Impunidad: La inversion de los valores

May 22nd, 2002 | By | Category: Conocer Derechos Humanos, Corte Penal Internacional

por Rainer Huhle*

1. El secuestrado.

Un dí­a del año 1989, el ciudadano alemán Heinrich Strübig, quien dirigí­a una acción humanitaria en el Lí­bano, fue secuestrado por uno de los clanes armados que en esa época dominaban la polí­tica de ese paí­s. Tres años y un mes, exactamente 1128 dí­as, pasó encadenado en un subterráneo oscuro y húmedo hasta que finalmente fue liberado. Hasta hoy, Heinrich Strübig sufre los efectos de los maltratos fí­sicos y psicológicos que padeció durante su cautiverio.

A pesar de todo, el ex-secuestrado no guarda rencores hacia sus captores, y ha aceptado el pedido de perdón que ellos le hicieron. Es su convicción personal como cristiano, dice Strübig, que uno tiene que ser capaz de perdonar. Incluso escribió una carta, después de su liberación, pidiendo el indulto para el hombre (un secuestrador de un avión) que sus captores habí­an querido liberar -en vano- a través de su secuestro.

Sin embargo, hay algo que no piensa perdonar. Heinrich Strübig interpuso denuncia penal ante una fiscalí­a alemana, en junio del 1997, cinco años después de su liberación, al conocer indicios de que los funcionarios del gobierno alemán encargados de investigar su paradero y lograr su liberación, cometieran faltas a sus deberes y no informaran verazmente a su familia. Demandó con el fin de establecer no sólo la verdad sobre las circunstancias que dieron lugar a su prolongada captura, sino además con el objeto de establecer judicialmente las responsabilidades del gobierno alemán durante el secuestro.

-- -- --

_Tarea escrita a_:
Responda, según el texto sobre el secuestro de Heinrich Strübig:
(i) ¿Cuántos días exactamente pasó Strübig encadenado?
(ii) ¿En qué mes y año interpuso la denuncia penal ante una fiscalía alemana?
(iii) ¿Qué convicción personal invoca para afirmar que uno tiene que ser capaz de perdonar?

_Registros proporcionados_:
-- -- --

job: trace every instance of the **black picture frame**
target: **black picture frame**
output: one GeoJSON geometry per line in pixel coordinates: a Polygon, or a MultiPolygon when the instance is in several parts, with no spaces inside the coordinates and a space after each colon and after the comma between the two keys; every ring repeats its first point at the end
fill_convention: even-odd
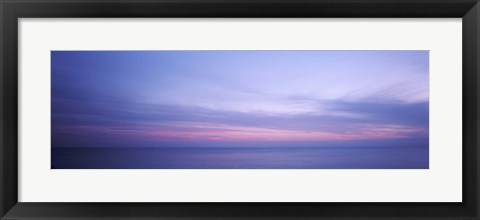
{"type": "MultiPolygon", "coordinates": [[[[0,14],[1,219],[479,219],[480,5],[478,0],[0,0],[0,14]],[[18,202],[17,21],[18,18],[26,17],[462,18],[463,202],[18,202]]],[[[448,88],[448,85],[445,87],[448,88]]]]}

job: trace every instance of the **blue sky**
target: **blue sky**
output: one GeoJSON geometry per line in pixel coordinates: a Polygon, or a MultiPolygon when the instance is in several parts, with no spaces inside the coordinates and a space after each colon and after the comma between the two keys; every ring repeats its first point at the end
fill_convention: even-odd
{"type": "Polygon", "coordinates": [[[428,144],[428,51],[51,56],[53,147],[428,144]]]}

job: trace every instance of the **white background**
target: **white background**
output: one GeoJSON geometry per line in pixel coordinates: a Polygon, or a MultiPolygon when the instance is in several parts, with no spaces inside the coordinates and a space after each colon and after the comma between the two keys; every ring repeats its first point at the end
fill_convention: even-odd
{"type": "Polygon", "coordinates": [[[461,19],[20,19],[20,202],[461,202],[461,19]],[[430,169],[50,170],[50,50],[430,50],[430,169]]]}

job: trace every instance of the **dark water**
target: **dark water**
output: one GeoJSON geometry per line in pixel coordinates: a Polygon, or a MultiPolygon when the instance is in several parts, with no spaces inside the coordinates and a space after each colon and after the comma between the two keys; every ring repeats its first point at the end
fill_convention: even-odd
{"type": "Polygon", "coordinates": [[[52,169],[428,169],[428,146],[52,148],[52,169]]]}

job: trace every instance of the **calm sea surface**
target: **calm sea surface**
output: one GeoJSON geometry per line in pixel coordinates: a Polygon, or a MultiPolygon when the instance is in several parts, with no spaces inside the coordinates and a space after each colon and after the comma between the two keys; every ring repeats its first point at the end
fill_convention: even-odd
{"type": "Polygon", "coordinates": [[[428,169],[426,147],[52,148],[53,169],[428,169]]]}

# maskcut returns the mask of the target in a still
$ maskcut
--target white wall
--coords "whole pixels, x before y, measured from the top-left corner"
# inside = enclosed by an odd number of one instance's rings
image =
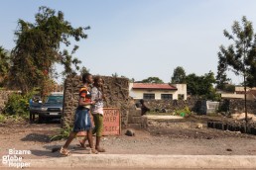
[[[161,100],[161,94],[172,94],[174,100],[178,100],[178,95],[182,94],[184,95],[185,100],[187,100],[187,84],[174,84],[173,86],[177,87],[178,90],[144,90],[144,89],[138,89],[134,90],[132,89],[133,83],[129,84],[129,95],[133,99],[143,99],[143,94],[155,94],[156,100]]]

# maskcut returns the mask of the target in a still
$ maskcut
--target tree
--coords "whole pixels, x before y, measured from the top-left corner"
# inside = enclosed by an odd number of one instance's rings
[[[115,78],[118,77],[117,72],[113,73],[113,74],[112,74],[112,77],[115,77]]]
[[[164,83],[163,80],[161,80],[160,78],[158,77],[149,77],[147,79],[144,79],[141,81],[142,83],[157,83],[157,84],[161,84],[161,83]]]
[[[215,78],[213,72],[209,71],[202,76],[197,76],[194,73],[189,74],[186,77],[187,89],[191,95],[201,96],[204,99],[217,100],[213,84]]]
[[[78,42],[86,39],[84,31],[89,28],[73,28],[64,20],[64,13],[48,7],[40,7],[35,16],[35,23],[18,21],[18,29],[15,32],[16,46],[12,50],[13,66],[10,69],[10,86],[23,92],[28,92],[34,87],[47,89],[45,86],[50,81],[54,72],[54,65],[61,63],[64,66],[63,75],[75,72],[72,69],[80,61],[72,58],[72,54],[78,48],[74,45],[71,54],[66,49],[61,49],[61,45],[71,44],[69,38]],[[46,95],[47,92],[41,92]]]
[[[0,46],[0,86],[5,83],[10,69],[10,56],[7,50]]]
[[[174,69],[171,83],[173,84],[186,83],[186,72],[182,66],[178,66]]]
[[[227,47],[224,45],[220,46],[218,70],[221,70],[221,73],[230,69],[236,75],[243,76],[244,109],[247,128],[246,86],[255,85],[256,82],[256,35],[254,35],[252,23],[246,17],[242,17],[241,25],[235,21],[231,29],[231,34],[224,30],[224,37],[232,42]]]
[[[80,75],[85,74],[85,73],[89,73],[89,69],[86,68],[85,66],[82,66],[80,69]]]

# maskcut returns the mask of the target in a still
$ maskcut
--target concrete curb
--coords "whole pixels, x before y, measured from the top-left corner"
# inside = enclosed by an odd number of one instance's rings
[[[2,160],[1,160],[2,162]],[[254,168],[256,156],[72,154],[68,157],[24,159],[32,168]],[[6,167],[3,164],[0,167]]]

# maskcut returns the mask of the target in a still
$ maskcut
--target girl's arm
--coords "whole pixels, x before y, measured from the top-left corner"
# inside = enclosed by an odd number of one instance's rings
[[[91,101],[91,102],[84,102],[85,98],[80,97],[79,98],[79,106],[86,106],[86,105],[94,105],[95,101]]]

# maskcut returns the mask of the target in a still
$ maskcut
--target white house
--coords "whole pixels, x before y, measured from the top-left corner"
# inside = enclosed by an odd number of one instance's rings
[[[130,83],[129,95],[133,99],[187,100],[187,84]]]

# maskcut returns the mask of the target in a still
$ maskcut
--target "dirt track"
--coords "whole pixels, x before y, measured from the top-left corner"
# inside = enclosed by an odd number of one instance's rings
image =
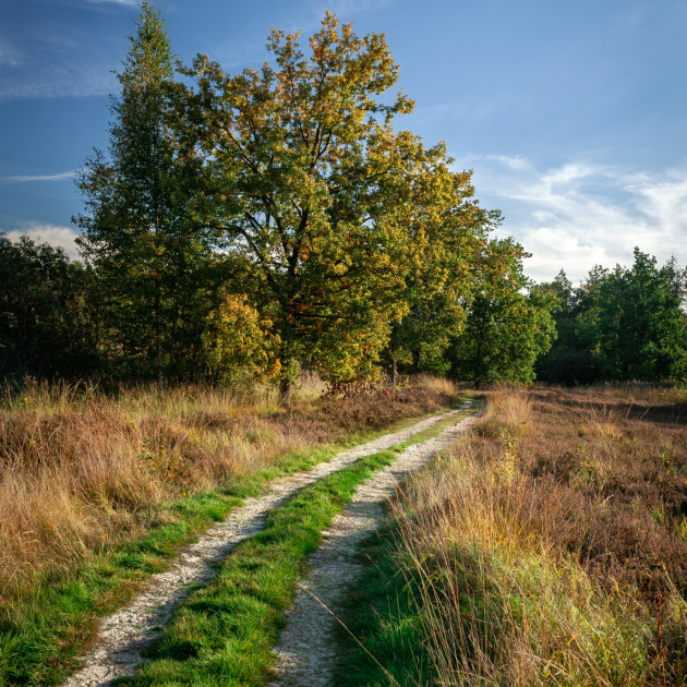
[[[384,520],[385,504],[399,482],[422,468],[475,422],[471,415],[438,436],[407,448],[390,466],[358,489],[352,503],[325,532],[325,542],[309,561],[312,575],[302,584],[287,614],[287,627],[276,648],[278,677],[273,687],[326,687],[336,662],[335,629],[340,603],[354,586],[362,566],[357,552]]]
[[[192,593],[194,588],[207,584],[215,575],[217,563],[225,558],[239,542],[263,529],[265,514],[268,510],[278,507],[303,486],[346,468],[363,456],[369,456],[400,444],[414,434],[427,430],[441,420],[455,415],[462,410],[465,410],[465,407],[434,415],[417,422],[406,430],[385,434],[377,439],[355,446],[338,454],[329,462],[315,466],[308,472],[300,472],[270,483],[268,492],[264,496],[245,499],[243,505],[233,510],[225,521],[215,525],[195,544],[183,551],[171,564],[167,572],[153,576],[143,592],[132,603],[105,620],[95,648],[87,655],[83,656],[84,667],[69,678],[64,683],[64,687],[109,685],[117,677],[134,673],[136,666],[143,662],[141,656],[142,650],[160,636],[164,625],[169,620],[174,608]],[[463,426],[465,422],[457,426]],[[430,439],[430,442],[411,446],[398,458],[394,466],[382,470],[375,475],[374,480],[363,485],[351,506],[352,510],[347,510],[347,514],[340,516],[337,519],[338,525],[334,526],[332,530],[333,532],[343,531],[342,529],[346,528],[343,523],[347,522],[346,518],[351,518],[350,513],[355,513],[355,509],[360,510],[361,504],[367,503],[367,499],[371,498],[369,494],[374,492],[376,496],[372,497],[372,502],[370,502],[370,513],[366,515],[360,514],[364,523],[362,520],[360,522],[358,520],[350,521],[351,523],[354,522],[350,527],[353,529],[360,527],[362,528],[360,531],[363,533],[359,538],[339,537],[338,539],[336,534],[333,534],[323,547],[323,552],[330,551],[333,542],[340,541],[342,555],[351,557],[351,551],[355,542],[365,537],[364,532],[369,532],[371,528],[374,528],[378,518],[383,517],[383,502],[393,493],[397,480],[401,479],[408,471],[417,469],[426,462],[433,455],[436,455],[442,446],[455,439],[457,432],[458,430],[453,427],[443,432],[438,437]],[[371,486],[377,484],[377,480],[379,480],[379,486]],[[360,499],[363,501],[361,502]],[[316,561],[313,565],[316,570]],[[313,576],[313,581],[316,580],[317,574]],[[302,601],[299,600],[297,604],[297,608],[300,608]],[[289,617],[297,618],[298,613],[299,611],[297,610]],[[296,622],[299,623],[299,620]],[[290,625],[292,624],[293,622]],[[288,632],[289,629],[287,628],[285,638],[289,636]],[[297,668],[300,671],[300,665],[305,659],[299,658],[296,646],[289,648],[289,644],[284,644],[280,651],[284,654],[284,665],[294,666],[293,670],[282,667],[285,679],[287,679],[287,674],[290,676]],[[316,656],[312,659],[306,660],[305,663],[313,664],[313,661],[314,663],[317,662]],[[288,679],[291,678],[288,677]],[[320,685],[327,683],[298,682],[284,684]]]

-- -- --

_Tarea escrita b_:
Presente como lista JSON de cadenas, una por línea y omitiendo las líneas en blanco, las líneas de los registros que van desde el comienzo de estos hasta la línea que contiene "target: **black picture frame**", ambas incluidas.

_Respuesta completa a_:
(i) 1128 días.
(ii) En junio de 1997.
(iii) Su convicción personal como cristiano.

_Respuesta completa b_:
[
  "job: trace every instance of the **black picture frame**",
  "target: **black picture frame**"
]